The records START
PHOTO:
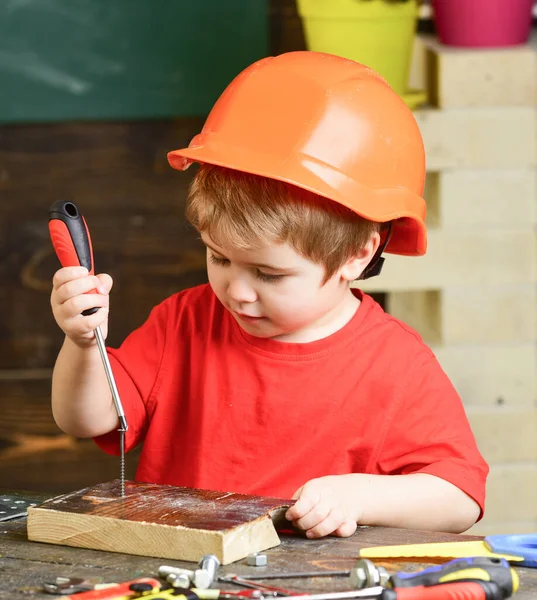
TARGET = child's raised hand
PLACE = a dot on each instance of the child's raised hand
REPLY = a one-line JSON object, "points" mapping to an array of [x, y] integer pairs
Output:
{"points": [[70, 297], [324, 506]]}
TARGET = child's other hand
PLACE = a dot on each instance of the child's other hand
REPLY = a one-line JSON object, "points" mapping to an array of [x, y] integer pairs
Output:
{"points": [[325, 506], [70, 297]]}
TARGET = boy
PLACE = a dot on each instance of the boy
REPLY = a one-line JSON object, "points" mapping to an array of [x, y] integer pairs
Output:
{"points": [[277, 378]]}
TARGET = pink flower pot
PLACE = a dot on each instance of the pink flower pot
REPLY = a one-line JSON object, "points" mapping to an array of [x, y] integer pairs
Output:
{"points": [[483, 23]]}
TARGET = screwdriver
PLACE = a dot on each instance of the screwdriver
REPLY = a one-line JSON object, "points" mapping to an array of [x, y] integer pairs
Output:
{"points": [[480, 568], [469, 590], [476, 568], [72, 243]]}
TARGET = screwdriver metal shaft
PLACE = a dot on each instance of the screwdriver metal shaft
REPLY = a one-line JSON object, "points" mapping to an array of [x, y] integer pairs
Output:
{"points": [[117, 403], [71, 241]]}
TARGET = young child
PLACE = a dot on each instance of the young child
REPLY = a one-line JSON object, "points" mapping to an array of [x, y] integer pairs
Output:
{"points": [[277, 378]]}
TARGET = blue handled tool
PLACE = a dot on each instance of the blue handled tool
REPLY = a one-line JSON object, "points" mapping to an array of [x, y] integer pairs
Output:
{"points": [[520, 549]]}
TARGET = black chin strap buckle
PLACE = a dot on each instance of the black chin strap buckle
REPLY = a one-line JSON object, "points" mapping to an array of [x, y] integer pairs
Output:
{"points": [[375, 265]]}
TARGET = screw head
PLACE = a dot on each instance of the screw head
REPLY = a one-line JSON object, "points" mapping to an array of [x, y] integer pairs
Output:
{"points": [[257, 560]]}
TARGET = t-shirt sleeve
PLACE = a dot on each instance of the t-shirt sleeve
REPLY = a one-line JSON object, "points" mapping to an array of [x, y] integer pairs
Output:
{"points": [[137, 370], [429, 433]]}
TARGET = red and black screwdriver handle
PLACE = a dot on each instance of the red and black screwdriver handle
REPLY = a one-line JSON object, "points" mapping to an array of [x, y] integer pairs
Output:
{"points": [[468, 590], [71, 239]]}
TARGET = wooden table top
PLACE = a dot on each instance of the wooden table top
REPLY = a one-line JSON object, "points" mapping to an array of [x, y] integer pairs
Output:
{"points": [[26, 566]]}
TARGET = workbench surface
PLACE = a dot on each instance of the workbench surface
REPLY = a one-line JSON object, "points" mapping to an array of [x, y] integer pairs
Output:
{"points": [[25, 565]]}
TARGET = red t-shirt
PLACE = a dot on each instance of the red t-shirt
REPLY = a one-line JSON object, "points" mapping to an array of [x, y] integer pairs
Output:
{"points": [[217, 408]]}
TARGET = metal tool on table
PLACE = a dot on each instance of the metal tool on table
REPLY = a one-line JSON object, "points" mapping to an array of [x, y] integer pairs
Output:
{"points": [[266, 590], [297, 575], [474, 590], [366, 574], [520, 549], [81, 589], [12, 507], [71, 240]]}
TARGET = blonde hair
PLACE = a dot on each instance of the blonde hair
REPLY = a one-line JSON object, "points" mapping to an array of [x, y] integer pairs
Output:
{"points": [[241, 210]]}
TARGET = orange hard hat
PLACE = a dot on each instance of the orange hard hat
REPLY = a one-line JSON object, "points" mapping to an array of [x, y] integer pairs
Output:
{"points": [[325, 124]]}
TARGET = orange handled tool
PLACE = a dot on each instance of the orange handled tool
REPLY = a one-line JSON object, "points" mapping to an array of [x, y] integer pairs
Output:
The records END
The lines that mention the word "head" should be pulled from the records above.

> [Answer to the problem]
TARGET = screw head
PLACE = a dot on each instance of the screw head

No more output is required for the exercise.